---------- DATA EXCERPTS

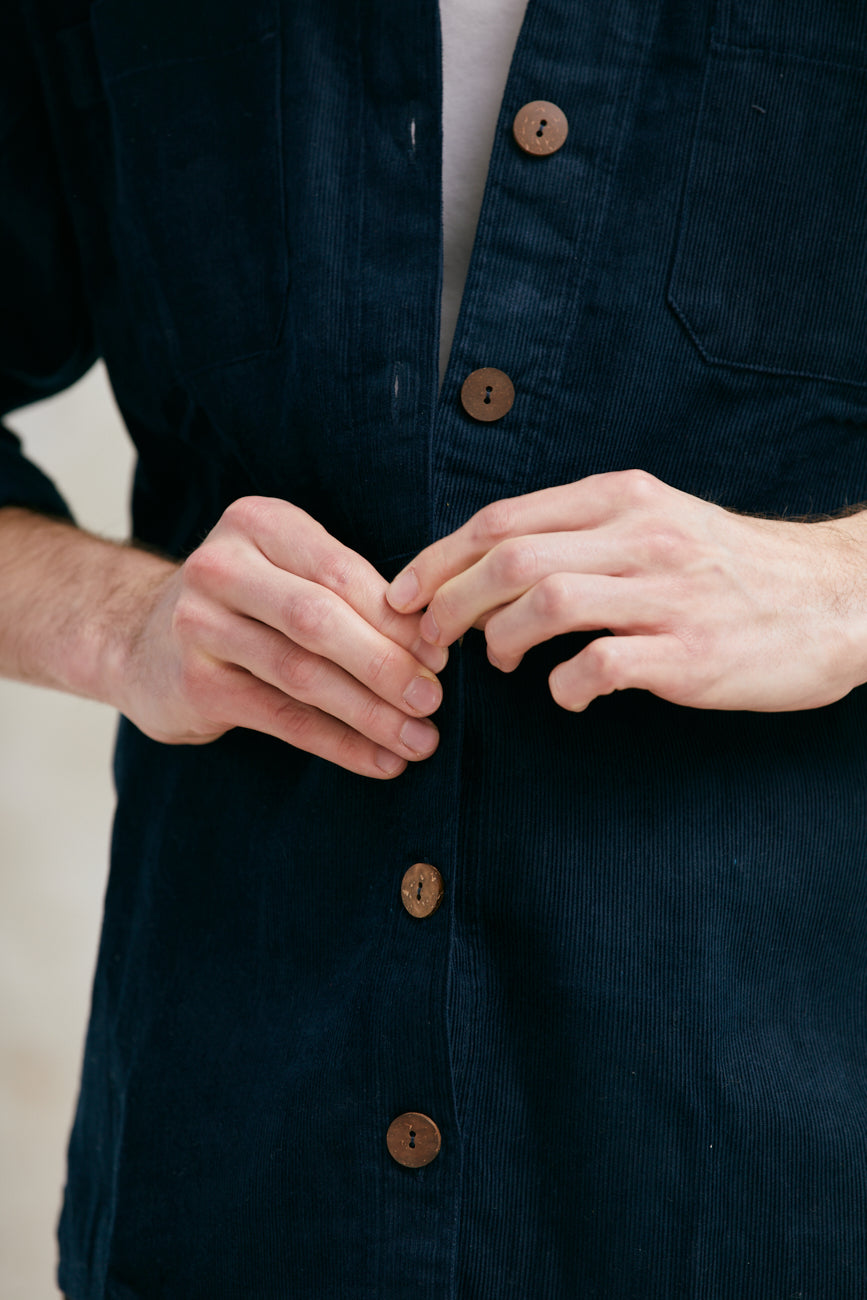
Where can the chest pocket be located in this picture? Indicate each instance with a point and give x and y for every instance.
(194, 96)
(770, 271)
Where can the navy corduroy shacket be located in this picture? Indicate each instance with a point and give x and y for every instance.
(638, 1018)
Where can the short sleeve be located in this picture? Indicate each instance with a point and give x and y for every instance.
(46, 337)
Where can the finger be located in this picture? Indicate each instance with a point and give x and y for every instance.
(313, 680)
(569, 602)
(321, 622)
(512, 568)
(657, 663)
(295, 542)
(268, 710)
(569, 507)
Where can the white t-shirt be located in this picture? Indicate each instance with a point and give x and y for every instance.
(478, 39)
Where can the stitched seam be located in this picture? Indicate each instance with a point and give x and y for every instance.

--------------------

BRIEF:
From the first line to the last, output the data exactly; skip any pictures.

PROBLEM SOLUTION:
Where can the chest pocket be located in this picture? Indicate each instance with a point and give x and y for every instance.
(194, 96)
(770, 271)
Where can the navy corduroy shacket be located in this picture? Indicate each instance with a point and give x and y for every instance.
(638, 1018)
Where can the short sleeve be located in this picture? Indicate each instance with a point and give x and y for every instance.
(46, 337)
Where can the finger be located in this picture? Indicate each instance with a point and give x and y for every instance.
(313, 680)
(569, 602)
(321, 622)
(512, 568)
(657, 663)
(295, 542)
(268, 710)
(569, 507)
Where can the white t-shirt be located in this picture? Indicate each instance with a point and give x and y for every instance.
(478, 39)
Where can the stitched seam be located in this picture? Indicate each instance with a point and give x and y for every instance.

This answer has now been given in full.